Find each line of the records below that contains the string "road", and copy every such line.
:: Exercise input ::
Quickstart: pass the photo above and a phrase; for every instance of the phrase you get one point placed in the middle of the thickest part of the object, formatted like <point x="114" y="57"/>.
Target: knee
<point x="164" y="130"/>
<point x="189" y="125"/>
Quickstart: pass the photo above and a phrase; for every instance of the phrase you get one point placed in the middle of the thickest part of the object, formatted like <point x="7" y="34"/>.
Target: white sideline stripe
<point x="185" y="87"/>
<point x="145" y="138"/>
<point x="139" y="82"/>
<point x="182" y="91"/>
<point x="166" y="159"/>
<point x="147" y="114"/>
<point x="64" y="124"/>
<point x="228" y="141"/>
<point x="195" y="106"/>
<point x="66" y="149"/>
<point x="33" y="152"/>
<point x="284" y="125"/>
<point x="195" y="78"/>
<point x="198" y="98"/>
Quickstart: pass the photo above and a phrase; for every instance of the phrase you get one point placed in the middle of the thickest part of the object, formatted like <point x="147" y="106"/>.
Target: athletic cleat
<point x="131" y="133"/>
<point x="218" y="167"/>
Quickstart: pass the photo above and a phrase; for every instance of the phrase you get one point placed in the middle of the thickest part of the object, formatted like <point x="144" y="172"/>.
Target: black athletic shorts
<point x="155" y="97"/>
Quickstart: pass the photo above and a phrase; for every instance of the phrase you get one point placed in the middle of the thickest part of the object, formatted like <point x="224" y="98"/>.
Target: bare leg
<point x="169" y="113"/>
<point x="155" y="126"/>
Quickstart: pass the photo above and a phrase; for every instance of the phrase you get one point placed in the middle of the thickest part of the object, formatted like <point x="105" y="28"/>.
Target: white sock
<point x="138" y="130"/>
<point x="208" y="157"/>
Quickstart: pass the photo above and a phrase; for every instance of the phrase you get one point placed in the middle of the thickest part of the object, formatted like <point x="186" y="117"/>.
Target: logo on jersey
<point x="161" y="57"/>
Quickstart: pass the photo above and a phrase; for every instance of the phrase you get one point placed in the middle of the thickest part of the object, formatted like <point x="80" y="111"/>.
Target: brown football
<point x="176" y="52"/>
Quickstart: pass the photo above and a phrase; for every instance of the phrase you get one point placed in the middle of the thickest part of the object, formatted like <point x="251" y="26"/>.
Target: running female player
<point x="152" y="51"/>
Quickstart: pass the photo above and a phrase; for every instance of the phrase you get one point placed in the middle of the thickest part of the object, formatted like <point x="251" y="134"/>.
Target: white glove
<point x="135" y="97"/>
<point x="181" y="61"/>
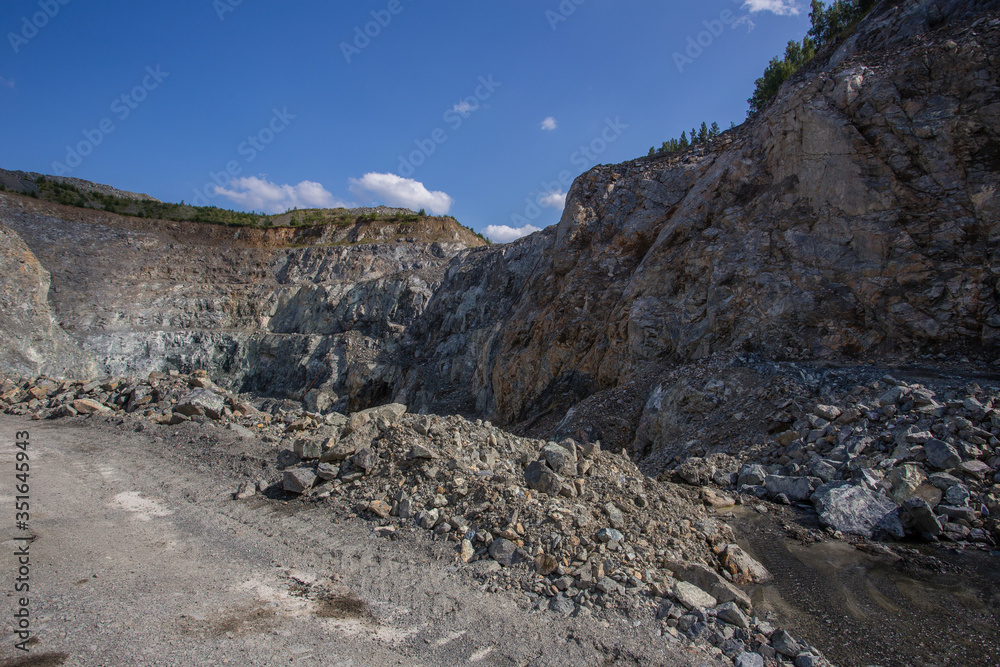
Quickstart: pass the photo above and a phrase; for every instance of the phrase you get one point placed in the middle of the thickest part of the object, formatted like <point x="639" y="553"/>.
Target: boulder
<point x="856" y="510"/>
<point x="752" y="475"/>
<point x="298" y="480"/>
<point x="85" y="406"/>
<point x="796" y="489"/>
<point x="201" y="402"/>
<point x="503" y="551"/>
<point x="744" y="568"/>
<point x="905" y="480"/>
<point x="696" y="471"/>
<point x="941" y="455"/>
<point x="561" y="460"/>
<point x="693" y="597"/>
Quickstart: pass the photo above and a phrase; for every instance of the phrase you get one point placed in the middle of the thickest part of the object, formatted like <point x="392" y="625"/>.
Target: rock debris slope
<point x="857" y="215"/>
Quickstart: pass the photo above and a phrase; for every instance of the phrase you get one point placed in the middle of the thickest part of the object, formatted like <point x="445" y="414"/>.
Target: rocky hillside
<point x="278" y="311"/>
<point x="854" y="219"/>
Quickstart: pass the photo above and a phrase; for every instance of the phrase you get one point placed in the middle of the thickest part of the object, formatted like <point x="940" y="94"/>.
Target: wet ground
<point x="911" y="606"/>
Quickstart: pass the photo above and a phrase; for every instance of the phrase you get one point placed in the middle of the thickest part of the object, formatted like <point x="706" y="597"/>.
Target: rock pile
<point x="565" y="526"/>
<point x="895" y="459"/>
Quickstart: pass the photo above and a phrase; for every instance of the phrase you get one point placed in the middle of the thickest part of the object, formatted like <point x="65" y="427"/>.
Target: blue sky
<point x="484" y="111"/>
:::
:: Exercise input ::
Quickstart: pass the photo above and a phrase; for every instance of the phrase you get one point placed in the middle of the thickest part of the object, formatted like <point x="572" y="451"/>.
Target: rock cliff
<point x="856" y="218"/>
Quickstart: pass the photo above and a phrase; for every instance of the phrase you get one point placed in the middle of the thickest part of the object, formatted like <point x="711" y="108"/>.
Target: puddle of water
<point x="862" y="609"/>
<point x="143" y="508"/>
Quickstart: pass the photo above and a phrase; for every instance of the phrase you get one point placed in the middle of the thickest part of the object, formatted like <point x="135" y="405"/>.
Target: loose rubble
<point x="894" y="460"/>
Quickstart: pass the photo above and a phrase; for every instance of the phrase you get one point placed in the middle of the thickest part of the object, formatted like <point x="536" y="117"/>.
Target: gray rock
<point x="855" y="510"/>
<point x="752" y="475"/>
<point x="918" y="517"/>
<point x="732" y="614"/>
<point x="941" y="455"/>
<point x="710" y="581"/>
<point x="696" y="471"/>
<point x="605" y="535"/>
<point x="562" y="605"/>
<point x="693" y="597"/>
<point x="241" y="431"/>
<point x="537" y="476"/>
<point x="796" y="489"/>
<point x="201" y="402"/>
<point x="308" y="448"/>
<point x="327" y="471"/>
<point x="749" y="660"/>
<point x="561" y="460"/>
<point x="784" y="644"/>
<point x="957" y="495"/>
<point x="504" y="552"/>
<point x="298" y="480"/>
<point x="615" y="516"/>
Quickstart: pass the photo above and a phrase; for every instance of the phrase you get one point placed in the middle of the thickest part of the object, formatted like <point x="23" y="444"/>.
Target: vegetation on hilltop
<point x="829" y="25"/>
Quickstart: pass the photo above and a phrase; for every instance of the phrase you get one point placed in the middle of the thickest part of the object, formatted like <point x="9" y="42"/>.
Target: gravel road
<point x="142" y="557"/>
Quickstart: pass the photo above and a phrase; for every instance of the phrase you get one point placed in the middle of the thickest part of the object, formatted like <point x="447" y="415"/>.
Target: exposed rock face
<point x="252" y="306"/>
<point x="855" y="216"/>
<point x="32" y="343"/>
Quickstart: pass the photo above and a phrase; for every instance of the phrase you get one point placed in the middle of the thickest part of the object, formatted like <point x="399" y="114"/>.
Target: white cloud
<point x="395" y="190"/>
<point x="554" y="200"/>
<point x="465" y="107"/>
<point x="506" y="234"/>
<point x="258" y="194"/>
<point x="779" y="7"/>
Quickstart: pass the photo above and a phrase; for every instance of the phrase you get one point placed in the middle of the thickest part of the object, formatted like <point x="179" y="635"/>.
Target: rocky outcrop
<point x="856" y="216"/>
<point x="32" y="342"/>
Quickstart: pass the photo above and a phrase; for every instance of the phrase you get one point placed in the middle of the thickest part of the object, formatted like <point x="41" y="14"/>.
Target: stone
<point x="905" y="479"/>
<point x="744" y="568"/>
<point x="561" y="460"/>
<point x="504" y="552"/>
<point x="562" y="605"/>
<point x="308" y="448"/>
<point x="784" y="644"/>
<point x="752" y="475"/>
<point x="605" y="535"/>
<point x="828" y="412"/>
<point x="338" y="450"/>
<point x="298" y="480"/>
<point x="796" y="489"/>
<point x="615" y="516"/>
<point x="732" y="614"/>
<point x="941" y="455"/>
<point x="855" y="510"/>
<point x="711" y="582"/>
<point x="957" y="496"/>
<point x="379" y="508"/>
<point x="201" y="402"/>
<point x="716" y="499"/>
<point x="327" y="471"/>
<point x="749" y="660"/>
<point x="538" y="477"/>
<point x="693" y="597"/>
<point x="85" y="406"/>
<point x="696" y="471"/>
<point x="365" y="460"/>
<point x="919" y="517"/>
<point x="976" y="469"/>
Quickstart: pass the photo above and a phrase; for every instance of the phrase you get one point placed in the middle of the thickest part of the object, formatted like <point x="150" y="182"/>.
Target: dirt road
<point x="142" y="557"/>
:::
- _Task output_:
Target: gravel road
Target: dirt road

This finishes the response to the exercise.